» Data provided
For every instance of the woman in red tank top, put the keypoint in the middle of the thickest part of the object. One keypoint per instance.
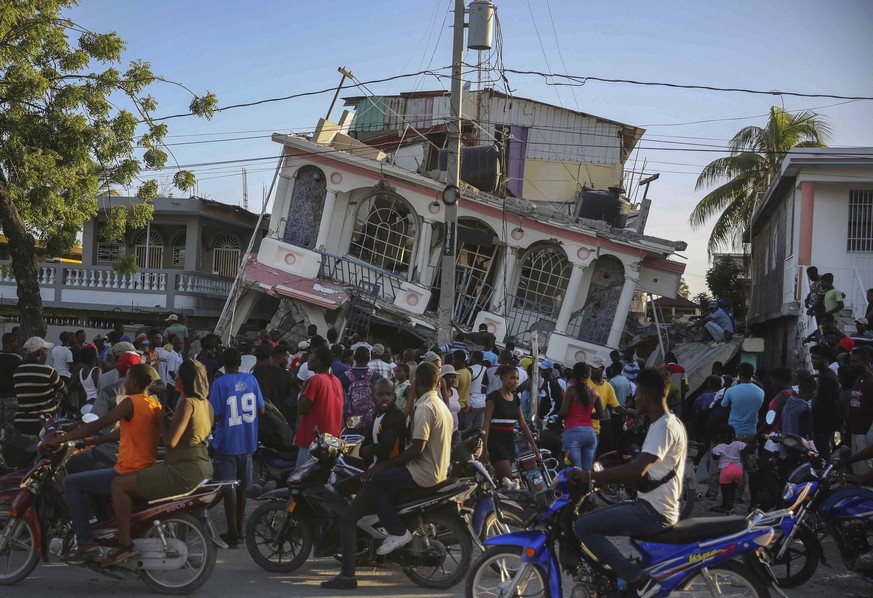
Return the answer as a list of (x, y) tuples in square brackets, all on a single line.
[(581, 405)]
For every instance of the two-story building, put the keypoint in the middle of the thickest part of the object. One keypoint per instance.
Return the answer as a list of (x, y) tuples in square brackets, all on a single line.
[(186, 261), (355, 242), (818, 212)]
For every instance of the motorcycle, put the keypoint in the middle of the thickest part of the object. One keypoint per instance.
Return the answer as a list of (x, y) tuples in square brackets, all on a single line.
[(175, 537), (823, 507), (627, 449), (694, 557), (281, 534)]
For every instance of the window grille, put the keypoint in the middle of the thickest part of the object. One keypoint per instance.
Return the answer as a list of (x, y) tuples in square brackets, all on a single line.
[(109, 252), (545, 275), (385, 237), (860, 235)]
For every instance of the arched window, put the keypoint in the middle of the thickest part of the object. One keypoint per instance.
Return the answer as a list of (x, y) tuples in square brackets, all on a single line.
[(545, 273), (306, 207), (149, 249), (225, 256), (385, 233), (178, 248)]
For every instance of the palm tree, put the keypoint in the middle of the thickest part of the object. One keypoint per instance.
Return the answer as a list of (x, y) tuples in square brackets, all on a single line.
[(744, 176)]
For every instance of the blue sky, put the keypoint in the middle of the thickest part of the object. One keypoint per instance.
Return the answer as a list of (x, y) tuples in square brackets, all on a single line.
[(266, 48)]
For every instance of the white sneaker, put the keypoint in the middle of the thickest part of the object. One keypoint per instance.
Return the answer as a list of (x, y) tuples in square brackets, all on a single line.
[(392, 543)]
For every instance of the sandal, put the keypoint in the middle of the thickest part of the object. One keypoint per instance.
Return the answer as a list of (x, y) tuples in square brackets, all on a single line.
[(81, 554), (119, 554)]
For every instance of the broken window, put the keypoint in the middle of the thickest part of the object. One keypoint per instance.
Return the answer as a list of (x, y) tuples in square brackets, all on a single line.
[(385, 231), (545, 273)]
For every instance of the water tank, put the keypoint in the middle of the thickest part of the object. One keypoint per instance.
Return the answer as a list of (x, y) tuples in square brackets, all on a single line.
[(480, 166), (481, 24), (608, 206)]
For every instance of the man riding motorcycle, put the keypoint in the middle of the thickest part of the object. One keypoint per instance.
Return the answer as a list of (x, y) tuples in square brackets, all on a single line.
[(424, 464), (658, 470)]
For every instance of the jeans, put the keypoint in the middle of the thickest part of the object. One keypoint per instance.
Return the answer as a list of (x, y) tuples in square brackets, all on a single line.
[(76, 486), (625, 520), (373, 497), (581, 443)]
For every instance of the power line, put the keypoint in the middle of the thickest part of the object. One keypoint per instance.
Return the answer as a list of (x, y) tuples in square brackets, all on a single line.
[(579, 81)]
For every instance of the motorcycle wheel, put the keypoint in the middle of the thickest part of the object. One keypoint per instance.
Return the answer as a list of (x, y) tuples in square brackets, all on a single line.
[(799, 562), (498, 565), (454, 536), (19, 558), (740, 580), (277, 540), (202, 554), (492, 528)]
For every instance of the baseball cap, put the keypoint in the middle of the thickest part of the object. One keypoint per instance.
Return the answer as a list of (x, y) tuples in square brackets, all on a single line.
[(121, 347), (597, 362), (35, 343), (126, 360)]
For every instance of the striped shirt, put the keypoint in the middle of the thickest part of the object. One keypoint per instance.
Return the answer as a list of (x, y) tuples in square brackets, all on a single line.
[(35, 387)]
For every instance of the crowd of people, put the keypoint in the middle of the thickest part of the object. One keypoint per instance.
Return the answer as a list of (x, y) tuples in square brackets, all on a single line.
[(165, 386)]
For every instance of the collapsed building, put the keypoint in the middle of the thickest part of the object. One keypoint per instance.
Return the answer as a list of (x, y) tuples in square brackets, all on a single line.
[(546, 240)]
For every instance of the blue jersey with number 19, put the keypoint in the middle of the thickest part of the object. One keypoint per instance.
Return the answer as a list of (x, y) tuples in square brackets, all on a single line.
[(236, 399)]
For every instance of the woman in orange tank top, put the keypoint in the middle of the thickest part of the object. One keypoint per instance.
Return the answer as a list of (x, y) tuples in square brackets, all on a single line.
[(137, 412)]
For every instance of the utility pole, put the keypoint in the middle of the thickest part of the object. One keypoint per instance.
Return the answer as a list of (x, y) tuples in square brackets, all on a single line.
[(450, 241)]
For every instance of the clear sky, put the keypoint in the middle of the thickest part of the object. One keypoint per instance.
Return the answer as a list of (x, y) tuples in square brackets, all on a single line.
[(247, 51)]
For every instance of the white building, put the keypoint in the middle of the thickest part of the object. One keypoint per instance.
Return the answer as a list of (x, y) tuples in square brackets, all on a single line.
[(819, 212), (355, 243)]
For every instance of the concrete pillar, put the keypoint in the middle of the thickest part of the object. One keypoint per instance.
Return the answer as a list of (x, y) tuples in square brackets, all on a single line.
[(624, 301), (503, 279), (326, 219), (193, 241), (569, 298), (422, 255)]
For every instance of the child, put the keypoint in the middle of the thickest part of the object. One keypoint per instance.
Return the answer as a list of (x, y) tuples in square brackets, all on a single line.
[(730, 467)]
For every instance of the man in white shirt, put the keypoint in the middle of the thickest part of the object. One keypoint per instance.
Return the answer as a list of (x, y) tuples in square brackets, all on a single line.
[(658, 470), (62, 357)]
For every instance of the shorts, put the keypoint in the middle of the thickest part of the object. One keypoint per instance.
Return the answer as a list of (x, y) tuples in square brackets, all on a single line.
[(233, 467), (732, 474)]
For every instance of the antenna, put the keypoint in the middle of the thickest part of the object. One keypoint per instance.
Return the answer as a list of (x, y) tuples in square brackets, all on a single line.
[(245, 191)]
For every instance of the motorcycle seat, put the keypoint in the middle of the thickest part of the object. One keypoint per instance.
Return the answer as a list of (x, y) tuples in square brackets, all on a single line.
[(697, 529), (399, 497)]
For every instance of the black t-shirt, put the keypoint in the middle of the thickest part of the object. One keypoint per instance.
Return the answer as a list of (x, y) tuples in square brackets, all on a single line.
[(8, 363), (505, 414)]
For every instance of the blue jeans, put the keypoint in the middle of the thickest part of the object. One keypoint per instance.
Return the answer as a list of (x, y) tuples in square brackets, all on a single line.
[(626, 520), (76, 487), (581, 443)]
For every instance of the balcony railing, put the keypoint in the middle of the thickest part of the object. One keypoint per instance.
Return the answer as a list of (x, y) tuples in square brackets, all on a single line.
[(355, 273), (71, 284)]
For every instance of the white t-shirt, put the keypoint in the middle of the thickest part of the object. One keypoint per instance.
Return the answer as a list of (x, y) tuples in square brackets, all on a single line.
[(477, 397), (62, 357), (667, 441)]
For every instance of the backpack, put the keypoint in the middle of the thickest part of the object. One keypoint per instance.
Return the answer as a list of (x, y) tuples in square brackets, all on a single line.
[(359, 400), (273, 430)]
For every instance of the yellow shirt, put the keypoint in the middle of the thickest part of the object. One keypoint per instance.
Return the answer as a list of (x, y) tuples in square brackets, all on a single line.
[(607, 399), (465, 378)]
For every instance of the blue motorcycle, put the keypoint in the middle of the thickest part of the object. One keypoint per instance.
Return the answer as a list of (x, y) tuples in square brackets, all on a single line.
[(695, 555), (822, 506)]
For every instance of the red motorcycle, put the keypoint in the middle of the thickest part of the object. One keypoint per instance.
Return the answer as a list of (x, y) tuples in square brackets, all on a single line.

» Problem requirements
If the data includes images, skip them and copy every line exactly.

» Task solution
For every instance of the woman in red tank top, put the keypoint in the middle of the thickest part of the object. One keypoint per instance.
Return the answer as a list of (x, y) tuples in square brackets, all on a single line.
[(581, 405)]
For every instance of the two-story building, put the keypoint in the middle of the thickest part of the object. One keypoint per instance.
Return the answer as a list of (x, y) tuples in square brackets, all on a single line.
[(186, 261), (355, 242), (818, 212)]
For every instance of the motorcycle, put the keypoint in the middle of the thickest part of the object. One keypoint per instance.
Return the answer as a list of (x, y) tuples in square brackets, all on a single line.
[(175, 537), (823, 507), (627, 449), (694, 557), (281, 534)]
For every instance of the window grille, put the keypoint in the middle of the thickest part of the object. One keypoint per instance.
Return the answer as a list of (x, y) tuples in square brackets, all on a single line.
[(109, 252), (545, 275), (385, 237), (860, 235)]
For every instance of the arched window, put the keypoint in the middle of the thickest part of the object. One keypoint per instance.
Return the answer as a list of (x, y) tuples in square brackets, all on a single line.
[(545, 273), (306, 207), (149, 249), (225, 256), (385, 233), (178, 248)]
For every instance of the palm tree, put the keypoint in the middle of the thickest part of the object. One keypoint per instance.
Return the answer as a list of (x, y) tuples in square brackets, all on a single line.
[(744, 176)]
For every instance of the blue sky, put the keypoint in the middle of the thickest part of the object. One keypoint per instance.
Return the answer as a list of (x, y) tuples in square brackets, all on a single line.
[(266, 48)]
For every instance of the white sneaker, put the keypoint in the middle of the thickest part of the object. One keypoint per instance.
Return the answer as a list of (x, y) tuples in square brackets, all on a single line.
[(392, 543)]
For every instance of the sandal, put the keypoint in the middle of the thickest part of the object. One keypoint per instance.
Return the answer as a list of (x, y) tuples in square brackets, all on a single line.
[(81, 554), (119, 554)]
For every instance of the broken window, put the keypoint in the middle of the thickest part of the object. One keypoint per instance.
Return the answer as a list of (x, y) tuples in square brackets, all on a single line.
[(385, 231), (545, 273)]
For every instance of the water tank, put the keypoint in the middle of the thickest part of the object. One keypoint per instance.
Return the answer as a list of (x, y) tuples in square brackets, all on a single line.
[(480, 166), (481, 24), (608, 206)]
For every instance of the man riding motorcycle, put the keypoint in the middle of the thickest part of the object. One keypoint per instance.
Return the answer as a list of (x, y) tuples in square brackets, all on a single line.
[(424, 464), (658, 470)]
For every instance of the jeans, put the keypoint in the middle of the thickest part of the object. One keypoint per instance.
Return the answer as a list of (x, y) tuples in square brackets, all on a single line.
[(76, 486), (625, 520), (373, 497), (581, 443)]
For every instance of the power line, put the keypoint in the middle of the thickest part of the object. One keypoint per instance.
Return the answer as a list of (x, y) tuples in square brackets, all on a single line.
[(579, 81)]
For every instance of the motorcycle wheel, put the keypoint in the middle of the thickest part of the object. One keypoint per instance.
Return the answer as a list of (x, y) tuples in square brackets, all on a single line.
[(799, 562), (498, 565), (454, 536), (19, 558), (740, 580), (277, 540), (202, 554), (492, 528)]
For every instance of the baseball cap, put the keypoint in the middle of the thickest part of the object. One keypoint per instance.
Return the answer as a list of (x, y) tuples in square brackets, all on a single line.
[(121, 347), (597, 362), (35, 343), (126, 360)]
For every instance of the striped shirt, put the keypoint in the middle of the thickest part of the object. One keypoint per instance.
Return the answer as a list of (x, y) tuples in square brackets, all on a single line.
[(35, 387)]
For every instance of the crowd of people, put the keypoint in the middle of the thickest part of the object. One keypoint per instance.
Return the answer as a list of (x, y) tuples in square brackets, all on a single line.
[(165, 386)]
For every instance of the collapsed building, put the keypoint in the middle of the thickest part of the object. One keypoint per instance.
Return the answer as a list of (x, y) tuples in square brackets, all on a single line.
[(546, 240)]
For every instance of the blue jersey with number 19, put the keypoint in the middle of the thickest part of the object. One keypoint per instance.
Return the answer as a list of (x, y) tuples in square brackets, all on a single line.
[(236, 399)]
For every instance of the woman in orange tank top, put the keypoint in the middle of the thickest part of the object. One keypoint per instance.
Return the answer as a list of (x, y) tuples in square brackets, all on a single line.
[(137, 412)]
For every instance of the utility pole, put the keypoint in the middle of the thickest part of the object. One keypoint per instance.
Return the answer as a list of (x, y) tuples in square brackets, all on a single line.
[(450, 241)]
For every instance of the clear sky, put the keypoint in the middle of the thickest part of the object. One keypoint per instance.
Return the answer as a list of (x, y) tuples in square brackets, all on a single line.
[(247, 51)]
For every instance of the white building, put the keypoint in the middle of the thickest part of the object. One keypoint per instance.
Return the answer as a list of (x, y) tuples in square brackets, all on a single line.
[(819, 212), (355, 243)]
For every instance of the concrete pillar, put the keypoint in the middle of the thickest part of the object. One keypoint per instance.
Return the answer as a list of (x, y) tuples in square brackets, all on a single line.
[(624, 301), (503, 279), (326, 219), (193, 241), (569, 298), (422, 255)]
For every instance of the child, put the keypoint in the middle of the thickest part of the object. One keypoint per instance.
Return the answer as a list of (x, y) tuples in square brackets, all on a single line.
[(730, 467)]
For every instance of the man in white shirt, put the keypoint in the middle of the thickest part of the object. One keypoint per instance.
Return the answer as a list of (x, y) tuples in square brackets, all on a single line.
[(658, 470), (62, 357)]
For every instance of the shorts, put the keypoint in the middle of the thickest part of the object. One keypoint per instance.
Return the answer as a list of (x, y) tuples in square brackets, all on a single line.
[(233, 467), (732, 474)]
For every instance of the antenna, put the keypoint in the middle of the thickest part of the object. One keypoint per instance.
Return the answer as a list of (x, y) tuples in square brackets, all on a single line.
[(245, 191)]
For every instance of the motorcycle seat, put the keypoint in the middle of the thickest part of the object. One keypoint per instance.
Return the answer as a list of (x, y) tuples in square brackets, all on a single line.
[(697, 529), (399, 497)]
For every instance of the black t-shirt, put the keypoint in the middle of the thickest part of the object. One keypoint per instance.
Return the answer as a list of (x, y) tuples in square brackets, all on a single line.
[(8, 363), (505, 414)]
For every instance of the blue jeans, put the keypoint in the middle of the thickest part of the object. One keypoint per instance.
Return the answer as a list of (x, y) tuples in square brackets, all on a single line.
[(626, 520), (76, 487), (581, 443)]
For every instance of the balcony railing, put the keypoint in the middle of the thickest part of the object. One keypoint per instance.
Return the answer as a list of (x, y) tuples in square brackets, all on a single line.
[(355, 273), (71, 284)]
For every instance of the white t-shirt, put the keypoint in the middle of the thickest part of the object. One keypoint per instance.
Return the answer as a list of (x, y) tuples in square brackets, all on a single line.
[(477, 397), (62, 357), (667, 441)]
For every instance of the backpack, put the keypoint in the middle of the thickest part of the object. One keypoint per instance.
Return the answer as a list of (x, y) tuples in square brackets, all on a single line.
[(359, 400), (273, 430)]
For every instance of the yellow shirt, put the keypoint in the middle of the thickest part of the object. One keypoint per instance.
Return the answer as a list of (x, y) tuples in square brackets, all on a single line.
[(607, 399), (465, 378)]
For every instance of the blue motorcycle, put the keypoint in the middle of the thickest part of the object. One keypoint per instance.
Return the answer as a list of (x, y) tuples in square brackets, all on a single line.
[(695, 555), (822, 506)]
For every instance of the red motorcycle, put the keypoint in the middle of the thickest part of the object. One keypoint per instance.
Return the answer as a list of (x, y) tuples in square brackets, all on a single line.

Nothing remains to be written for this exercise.